• [Text block]
*** Begin section ***

Gold nanoparticles (AuNPs) were successfully fabricated by Pholiota adiposa polysaccharide (PAP-1a) without employing any other chemicals. The physical and chemical properties of PAP-AuNPs were determined using transmission electron microscopy (TEM), dynamic light scattering (DLS), energy-dispersive X-ray spectroscopy (EDXR), Fourier-transform infrared spectroscopy (FT-IR), and atomic force microscopy (AFM). In an attempt to analyze the immune regulation, antitumor effect, and biological safety, the production of NO and TNF-α, IL-12p70, and IL-1β from RAW264.7 as well as the proliferation of RAW264.7 were detected in vitro. Flow cytometry was conducted to determine the ratio of the CD4⁺/CD8⁺ cell in peripheral blood and immunohistochemical analysis involving hematoxylin and eosin (H&E) and proliferating cell nuclear antigen (PCNA) staining were conducted in vivo. The results of this study showed that PAP-AuNPs had a significantly improved immune regulation and anti-tumor effect in comparison to PAP-1a alone. PAP-AuNPs showed no toxicity both in vivo and in vitro. This study demonstrates a useful application of PAP-AuNPs as a novel nanomedicine for hepatic carcinoma.

Keywords:

• Pholiota adiposa polysaccharides
• gold nanoparticles
• immunoregulation
• liver cancer

1. Introduction

Recently, there has been a substantial increase in the application of nanomaterials in medicine. Gold nanoparticles (AuNPs) optical, plasma resonance, and bioconjugation properties may facilitate enhanced stability and allow AuNPs to easily integrate with biological molecules (Liu et al., 2019). Therefore, AuNPs are being extensively applied to many fields within the biomedical industry (El-Sayed et al., 2005; Bagheri et al., 2018). Besides, AuNPs have also emerged as a useful tool in the field of diagnosis and cancer treatment (El-Sayed et al., 2005; Bagheri et al., 2018; Khan & Khan, 2018). Nevertheless, when physical or chemical methods were employed for the synthesis of nanoparticles, the resulting nanoparticles were demonstrated to possess low efficiency and toxic side effects. Thus, the development of newer methods to synthesize the nanoparticles with minimal toxic side effects is highly in demand.

*** End section ***

Write the next part of the article on gold nanoparticles made with Pholiota adiposa polysaccharide, picking up after the last sentence of its introduction.

• [Data for review]
*** Begin section ***

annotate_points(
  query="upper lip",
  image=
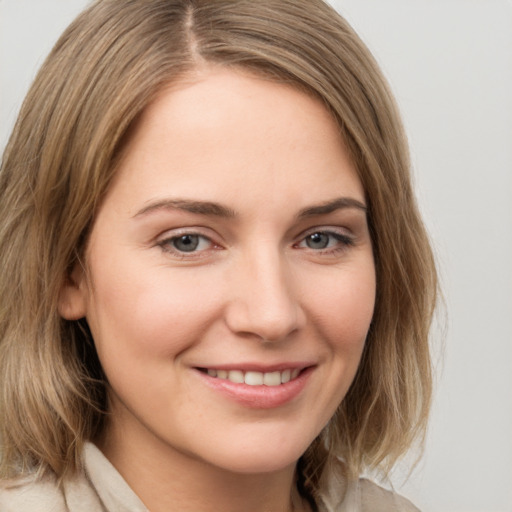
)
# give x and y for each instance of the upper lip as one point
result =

*** End section ***

• [Task answer]
Traditional Chinese medicines (TCM), well known for their prominent immune regulation effects and minimal side effects, are being applied extensively in the medical field. Researchers frequently purify polysaccharides, phenolic acids, flavonoids, esters, and coumarins from Traditional Chinese Medicines to determine their pharmacological effects, which range from immunological modulation to anti-infection (Yu et al., 2018; Teng et al., 2020). Pholiota adiposa (PA) is a widely used edible and medicinal mushroom in traditional Chinese medicine. PA possesses antimicrobial, anti-obesity, anti-hypertension, and hypolipidemic properties. These activities are attributed to the polysaccharides, ergosterol, and amino acids existing in PA (Ramachandran et al., 2014). A polysaccharide derived from PA functions as the primary physiologically active component. Pholiota adiposa polysaccharide (PAP-1a) was isolated and purified based on earlier research and it was demonstrated that PAP-1a can regulate the immunological response of macrophages in vitro. We synthesized AuNPs using PAP-1a and subsequently investigated their immune modulation and anticancer properties while preventing the formation of any compounds with hazardous side effects during the drug purification process.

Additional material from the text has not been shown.